▶ **DOCUMENT PASSAGE**
Start

The second construct presents fractions as measures. Measurement (Van De Walle, Karp, Bay- Williams, 2013) involves identifying a length and then uses that length to determine a length of an object. The number line plays an important role in this construct by partitioning units into as many subunits that one is willing to create (Chapin & Johnson, 2006). For example, in the fraction ¾, you can use the unit fraction ¼ as the selected length and then measure to show that it takes three of those to reach ¾ (Van De Walle, Karp, Bay-Williams, 2013). Research suggests that students who develop an initial understanding of rational numbers as measures, develop ideas of unit, partitioning, order, addition and subtraction (Cramer & Whitney, 2010) while using the number line as a model. Essentially, this powerful construct illustrates that there are an infinite number of rational numbers on the number line as it focuses on how much rather than parts of a whole.

Fractions can also result from dividing two numbers. This construct is often called the quotient meaning, since the quotient is the answer to a division problem (Chapin & Johnson, 2006). Think about the number of cookies each person receives when 15 cookies are shared between 3 people. This problem is not a part-whole scenario (Van De Walle, Karp, Bay-Williams, 2013) but it still means that each person will receive one-third of the cookies expressed as ¹⁵⁄₃, ⁵⁄₁, or 5. Connecting division to fractions enables students to feel comfortable with seeing division expressed in multiple ways such as 16 ÷ 3, ¹⁶⁄₃, and 5¹⁄₃ and is important for continued success in advanced mathematics.

The fourth construct presents fractions as operators. In this construct, a fraction is a number that acts (or operates) on another number to stretch or shrink the magnitude of the number (Chapin & Johnson, 2006). For an example, a model of a car may be 1/16 the size of the original or a cell maybe magnified under a microscope to 400 times the actual size demonstrating a multiplicative relationship between the quantities. This construct takes fractions beyond representation to a place where students know how to use fractions to solve problems across the curriculum.

The fifth and final construct characterizes fractions as the ratio or comparison of two quantities. A ratio such as 1/3 can mean that the probably of an event is one in three (Van De Walle, Karp, Bay-Williams, 2013). Or a ratio can also represent part-whole relationships such as 11 children at the park compared to the total number of 18 people. We could write this part-to-whole relationship as the fraction ¹¹⁄₁₈. However, it is important that realize that all fractions are ratios but not all ratios are fractions (Chapin & Johnson, 2006). Part-to-part comparisons such as the number of children to the number of people at the park, 11:18, is not a fraction because this comparison does not name a rational number but presents a comparison of two numbers.

End

▶ **DATASET CONTENT**
Start

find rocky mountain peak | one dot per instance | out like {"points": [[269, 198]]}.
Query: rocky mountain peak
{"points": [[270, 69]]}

End

▶ **WORK TO COMPLETE**
**1.** Please return the passage on fraction constructs word for word, starting with "The fifth and" and going on through "of two numbers.".
**2.** Answer these questions from the passage on fraction constructs, giving each answer on its own line marked (a), (b) or (c):
(a) What model plays an important role in the construct of fractions as measures?
(b) In the quotient example, how many cookies are shared, and among how many people?
(c) In the operator construct, what fraction of the original's size is the model car?
**3.** Write what comes next in the passage on fraction constructs, carrying on from its final sentence.

▶ **THE REPLIES**
**1.**
The fifth and final construct characterizes fractions as the ratio or comparison of two quantities. A ratio such as 1/3 can mean that the probably of an event is one in three (Van De Walle, Karp, Bay-Williams, 2013). Or a ratio can also represent part-whole relationships such as 11 children at the park compared to the total number of 18 people. We could write this part-to-whole relationship as the fraction ¹¹⁄₁₈. However, it is important that realize that all fractions are ratios but not all ratios are fractions (Chapin & Johnson, 2006). Part-to-part comparisons such as the number of children to the number of people at the park, 11:18, is not a fraction because this comparison does not name a rational number but presents a comparison of two numbers.

**2.**
(a) The number line.
(b) 15 cookies, shared among 3 people.
(c) 1/16.

**3.**
Fraction understanding, although a challenge to students, is a critical mathematics concept. For students to really understand fractions, they need to experience fractions across all five constructs in meaningful ways that build conceptual understanding. This conceptual understanding, in turn, provides students with mental representations that enable students to connect meaning to fractions across a variety of contexts.

Chapin, S.H., & Johnson, A. (2006). Math matters, 2nd edition. Sausalito: Math Solutions Publications.

Cramer, K., & Whitney, S. (2010). Learning rational number concepts and skills in elementary school classrooms. In D.V. Lambdin & F.K. Lester, Jr. (Eds.), Teaching and learning mathematics: Translating research for elementary school teachers (pp. 11-22). Reston, VA: NCTM

Cramer, K., Wyberg, T., & Leavitt, S. (2008). The role of representations in fraction addition and subtraction. Mathematics Teaching in the Middle School 13(8), 490-496.

National Mathematics Advisory Panel (2008). The final report of the national mathematics advisory panel. Jessup, MD: Education Publications Center. Retrieved from http://www2.ed.gov/about/bdscomm/list/mathpanel/report/final-report.pdf.

Van De Walle, J.A., Karp, K.S., & Bay-Williams, J.M. (2013). Elementary and middle school mathematics: Teaching developmentally, 8th edition. Boston: Pearson.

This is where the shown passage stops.